Image entries on named regions
(begin)

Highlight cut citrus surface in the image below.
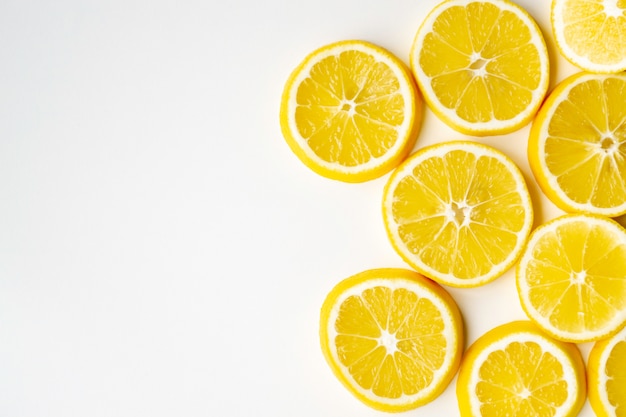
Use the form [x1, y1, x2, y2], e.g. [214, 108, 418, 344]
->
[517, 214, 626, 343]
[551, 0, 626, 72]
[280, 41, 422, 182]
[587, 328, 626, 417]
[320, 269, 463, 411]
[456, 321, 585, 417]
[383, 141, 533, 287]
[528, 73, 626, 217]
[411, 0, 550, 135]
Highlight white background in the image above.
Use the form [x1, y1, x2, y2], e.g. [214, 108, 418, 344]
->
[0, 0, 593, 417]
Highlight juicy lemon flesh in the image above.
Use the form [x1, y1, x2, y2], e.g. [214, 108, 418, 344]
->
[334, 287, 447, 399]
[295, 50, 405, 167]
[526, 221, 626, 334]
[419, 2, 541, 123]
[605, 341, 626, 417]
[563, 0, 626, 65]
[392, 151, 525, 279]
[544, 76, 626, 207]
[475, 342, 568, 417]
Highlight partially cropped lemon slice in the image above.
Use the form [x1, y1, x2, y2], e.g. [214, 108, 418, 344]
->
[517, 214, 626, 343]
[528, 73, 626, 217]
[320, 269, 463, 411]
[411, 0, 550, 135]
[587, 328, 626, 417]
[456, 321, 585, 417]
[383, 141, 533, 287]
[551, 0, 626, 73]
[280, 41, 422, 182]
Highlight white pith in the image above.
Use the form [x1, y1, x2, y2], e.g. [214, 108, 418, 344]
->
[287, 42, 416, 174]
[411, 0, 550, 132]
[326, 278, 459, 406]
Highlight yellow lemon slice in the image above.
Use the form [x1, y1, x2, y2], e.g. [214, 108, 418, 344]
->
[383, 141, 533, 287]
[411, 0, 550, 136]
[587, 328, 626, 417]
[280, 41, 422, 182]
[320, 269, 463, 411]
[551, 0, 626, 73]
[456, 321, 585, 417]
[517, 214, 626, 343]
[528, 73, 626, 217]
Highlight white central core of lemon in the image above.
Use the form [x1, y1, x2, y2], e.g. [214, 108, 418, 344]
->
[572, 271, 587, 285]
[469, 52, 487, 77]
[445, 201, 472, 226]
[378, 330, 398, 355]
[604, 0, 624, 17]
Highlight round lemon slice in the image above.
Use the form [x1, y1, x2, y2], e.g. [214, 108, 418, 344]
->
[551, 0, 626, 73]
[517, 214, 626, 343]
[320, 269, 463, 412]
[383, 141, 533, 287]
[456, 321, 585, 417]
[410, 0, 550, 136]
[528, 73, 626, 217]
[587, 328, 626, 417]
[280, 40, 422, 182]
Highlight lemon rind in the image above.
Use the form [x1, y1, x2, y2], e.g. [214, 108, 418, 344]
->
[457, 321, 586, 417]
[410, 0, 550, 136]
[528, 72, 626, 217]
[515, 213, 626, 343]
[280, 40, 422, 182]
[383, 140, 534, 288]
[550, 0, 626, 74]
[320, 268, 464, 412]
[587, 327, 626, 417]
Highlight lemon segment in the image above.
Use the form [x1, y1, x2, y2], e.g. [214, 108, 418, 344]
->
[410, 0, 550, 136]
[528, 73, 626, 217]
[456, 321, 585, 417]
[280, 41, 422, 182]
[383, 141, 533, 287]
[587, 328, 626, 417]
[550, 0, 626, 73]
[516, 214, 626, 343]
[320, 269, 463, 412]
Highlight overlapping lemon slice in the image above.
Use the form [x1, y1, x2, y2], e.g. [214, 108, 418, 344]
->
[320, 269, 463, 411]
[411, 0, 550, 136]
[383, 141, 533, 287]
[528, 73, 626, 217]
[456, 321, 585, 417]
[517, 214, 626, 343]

(end)
(begin)

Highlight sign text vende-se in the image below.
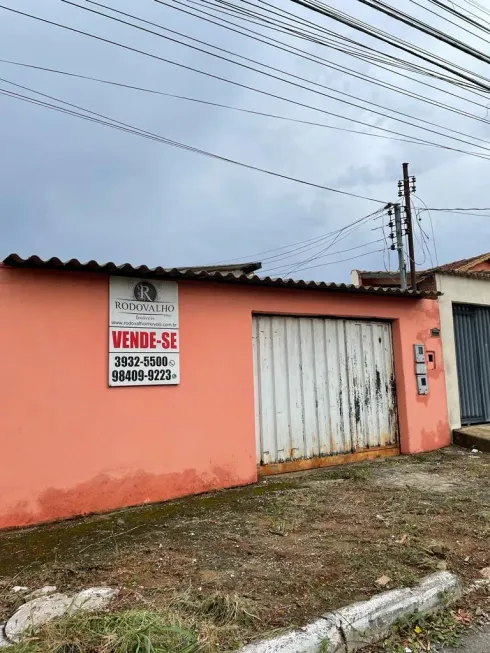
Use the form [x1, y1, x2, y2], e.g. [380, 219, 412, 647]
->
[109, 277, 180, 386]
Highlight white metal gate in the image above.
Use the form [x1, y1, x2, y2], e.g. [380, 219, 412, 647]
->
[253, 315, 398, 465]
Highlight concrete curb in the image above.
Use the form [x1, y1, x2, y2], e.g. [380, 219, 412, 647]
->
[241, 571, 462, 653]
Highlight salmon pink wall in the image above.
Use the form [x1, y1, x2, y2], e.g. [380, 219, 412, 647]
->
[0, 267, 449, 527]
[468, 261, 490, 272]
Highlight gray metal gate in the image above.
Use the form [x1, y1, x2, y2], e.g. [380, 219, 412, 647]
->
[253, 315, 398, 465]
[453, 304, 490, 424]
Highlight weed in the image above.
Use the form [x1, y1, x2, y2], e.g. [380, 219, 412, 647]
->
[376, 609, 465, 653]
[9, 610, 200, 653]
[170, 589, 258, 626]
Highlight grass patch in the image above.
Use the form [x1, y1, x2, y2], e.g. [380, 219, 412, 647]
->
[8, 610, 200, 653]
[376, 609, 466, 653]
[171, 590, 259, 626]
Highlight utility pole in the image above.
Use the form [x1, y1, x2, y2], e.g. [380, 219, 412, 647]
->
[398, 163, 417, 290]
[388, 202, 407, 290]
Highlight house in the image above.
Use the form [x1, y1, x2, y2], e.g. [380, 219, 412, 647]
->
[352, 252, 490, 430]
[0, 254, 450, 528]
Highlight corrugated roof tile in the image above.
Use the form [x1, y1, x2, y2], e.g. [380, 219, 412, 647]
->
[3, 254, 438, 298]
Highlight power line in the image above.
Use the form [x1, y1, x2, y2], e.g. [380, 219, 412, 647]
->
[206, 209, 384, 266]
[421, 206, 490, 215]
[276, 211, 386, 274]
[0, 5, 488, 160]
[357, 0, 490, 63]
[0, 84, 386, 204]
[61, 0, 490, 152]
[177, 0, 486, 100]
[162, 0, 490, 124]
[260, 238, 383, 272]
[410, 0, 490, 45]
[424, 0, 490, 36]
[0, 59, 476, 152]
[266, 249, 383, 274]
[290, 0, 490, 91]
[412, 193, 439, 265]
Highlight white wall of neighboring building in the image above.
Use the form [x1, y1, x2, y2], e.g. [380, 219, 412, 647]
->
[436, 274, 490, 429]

(end)

_THE EXERCISE_
Lay out the lines of the listing from the line with "Highlight white pith in the image above." to the line with "[326, 278, 459, 406]", both included, as a numbered list with blank lines omitted. List only those lines.

_WRITTEN RESPONSE_
1. Highlight white pith in the image above.
2. Use the form [x1, y1, x2, y2], e.g. [214, 108, 418, 344]
3. ->
4. [287, 42, 416, 174]
5. [411, 0, 550, 132]
6. [326, 278, 459, 406]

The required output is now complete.